The tasks:
1/ In the one-shot project skill description below, how many specialized agents does the skill run to implement a project?
2/ List every situation in which the one-shot project skill description below says the skill should be skipped.

Text:

0xdewy By 0xdewy schedule Updated 5/13/2026

name: one-shot-project description: >- Multi-agent software project builder. Spawns 3 parallel implementer agents (each with a dedicated reviewer), iterated until a tester/runner confirms correctness, then validated by a project manager — looping until truly done. TRIGGER on: "one-shot project", "build three competing implementations", "create a complete app/tool/service from scratch with parallel approaches", "full project from scratch with multiple solution paths", "compare competing implementations", or explicit requests for a multi-agent project build. SKIP on: single-file edits, small bug fixes, code explanations, questions about existing code, simple refactors, user-provided implementation plans that should be executed directly, incremental feature work, tasks with one obvious solution path. license: MIT metadata: author: iamky1e version: 1.0.0 category: meta tags: - multi-agent - orchestration - project-builder - parallel - iterative


One-Shot Project

Runs a fleet of 8 specialized agents to implement any software project from scratch. Three implementers explore different design angles, each reviewed by a dedicated critic, tested by a runner, and validated by a project manager. The PM loops until it is satisfied.

Load skills/common/patterns/orchestration.md, skills/common/patterns/execution-contract.md, and skills/common/parallel-agents-guide.md before starting. Follow the shared contract: create directories before dispatch, assign disjoint write roots, validate every expected artifact before the next phase, and end the overall run with a parseable DONE: line.

If subagents are unavailable, run the implementer/reviewer/tester/PM roles sequentially into the same directories and state that the run was serialized.

Load skills/common/patterns/scaling.md for the effort-scaling gate below.

Effort Scaling

This skill's default tier is full (competing approaches is its purpose). Pick a tier before Phase 0 and state it in one line:

  • lite — a single small component or a one-step build: implement directly with one implementer and one self-check; no critic, no PM loop.
  • standard — a normal multi-file project: 3 implementers + critics, one PM round.
  • full — large/ambitious project, or an explicit "compare approaches" request: the full fleet and PM loop.

Dataset content:
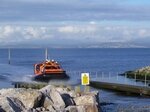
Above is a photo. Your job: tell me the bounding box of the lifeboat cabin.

Responses in order:
1/ Eight specialized agents.

2/
- Single-file edits
- Small bug fixes
- Code explanations
- Questions about existing code
- Simple refactors
- User-provided implementation plans that should be executed directly
- Incremental feature work
- Tasks with one obvious solution path